What to work on -
**1)** In the passage on hazardous waste management, how many U.S. groups were protesting toxic waste disposal in 1988?
**2)** In the passage on hazardous waste management, list every value in the table's "Mean (1)" column.
**3)** Continue the passage on hazardous waste management after its final sentence.

Document section -

General public opposition is the second factor inhibiting the adoption of proper hazardous waste management techniques. Government and industry analysts agree that overcoming the political obstacles to hazardous waste siting is much more difficult than overcoming the technical obstacles. A well documented example is the so called Not-In-My-Backyard (NIMBY) syndrome. This growing problem is typified by a ground swell of public opposition to a new hazardous waste disposal site. Communities often organize to politically block permits. Between 1986 and 1988, the number of groups in the U.S. protesting the disposal of toxic waste grew from 1,700 to 3,650. A resulting lack of suitable facilities has created a serious logistical waste management problem.
Question Mean (1) Mean (2)
7 2.692 3.273
8 2.609 3.727
9 3.435 2.636


KEY: (1) = General public subset (2) = "Industry knowledge" subset Table 3

Poor overall communication is a third contributing factor to the problem. Much of the NIMBY problem could be alleviated with better communication. Instead of feeling that waste management firms are economically aiding an area -- by bring jobs, etc. -- opponents often visualize environmental disaster. These opponents often see city leaders as having conflict of interest, where one small community is sacrificed to fill city coffers. This lack of communication extends to cleanup contractors and their respective hiring parties (private industry or government). Instead of paying for the actual cleanup of contaminated sites, for example, a recent study study has shown that nearly one third of Superfund expenditures have done to pay for the contractor's management costs. This poor communication of goals is also evidenced by the "technology fix" mentality that often infects industry and government officials. This is shown by a focus shift from solving the basic problem to attempting to improve present solutions. Instead of advocating the latest fad in soil remediation, for example, time and money would often be better spent on the development of source reduction rechniques (i.e., techniques to decrease the volume of waste generated).

Inadequate communication between upper and lower management can also lead to problems. Top managers are often well educated in productivity and front end raw materials management issues. Usually, however, they are not nearly so well educated in back-end costs. Upper management is often so far removed from the production process that it does not know what chemicals are used or what wastes are generated. Conversely, line managers often know specifically what wastes are generated but do not know the terminal (end of process) waste disposal costs. Back-end costs go straight to the bottom line -- because they arise after the incurrence of all "normal" production costs. These educational and knowledge communication failures therefore damage the firm and its direct stakeholders by lowering profitability.

Methodology

The findings of this article are based on a combination of primary and secondary research. To obtain the primary research data, a survey was designed to gauge attitudes on important hazardouss waste management issues. Specifically, the purpose was to detect attitudes that will impact the design and eventual success of a comprehensive hazardous waste management system. To ascertain if opinions vary significantly between industry professionals and the general public, the distribution of the survey was split between the two groups. Any evidence of a significant difference between the groups may indicate the necessity of the use of extraordinary measures to assure successful system implementation.

Data extract -
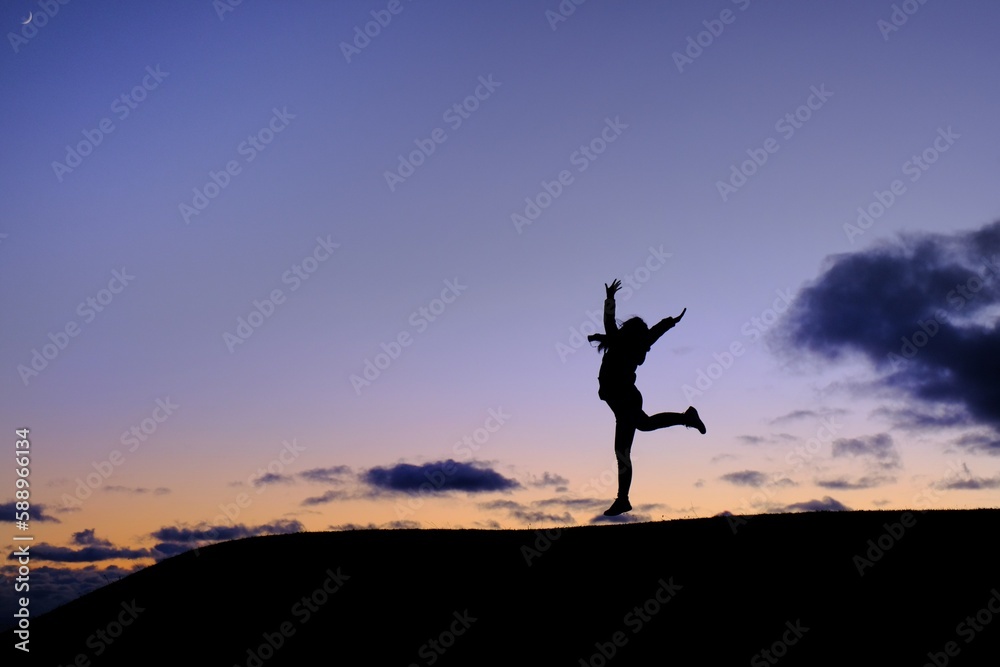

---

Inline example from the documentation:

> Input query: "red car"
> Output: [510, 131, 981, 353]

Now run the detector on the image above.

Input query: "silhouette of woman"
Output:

Answers to the problems -
**1)** 3,650

**2)** 2.692, 2.609, 3.435

**3)**
A total of 55 surveys were distributed, and 45 were returned. Using address listings found in industry publications, surveys were sent to 20 randomly selected industry professionals across the U.S. Fifteen were returned. In addition 10 surveys seven of which were returned, were distributed in the greater Dayton area to people known to be knowledgeable in hazardous waste management issues. The distribution of surveys to the general public was limited to the greater Dayton area. A total of 25 surveys were distributed to this group (23 were returned). A comparison of the two subsets reveals that the "industry knowledge" subset is older, has more work experience, and is comprised of a larger percentage of males. Table 1 summarizes the distribution and demographic data.

The survey instrument consisted of nine questions. For each question, respondents were aaked to rate their opinions on a scale of 1 to 5 (1 = Strongly Disagree; 5 = Strongly Agree). For six of the nine questions, no significant differences between the two populations could be inferred from the sample data. In these cases, the data was pooled and overall attitude inferences were made. This pooled data is discussed first.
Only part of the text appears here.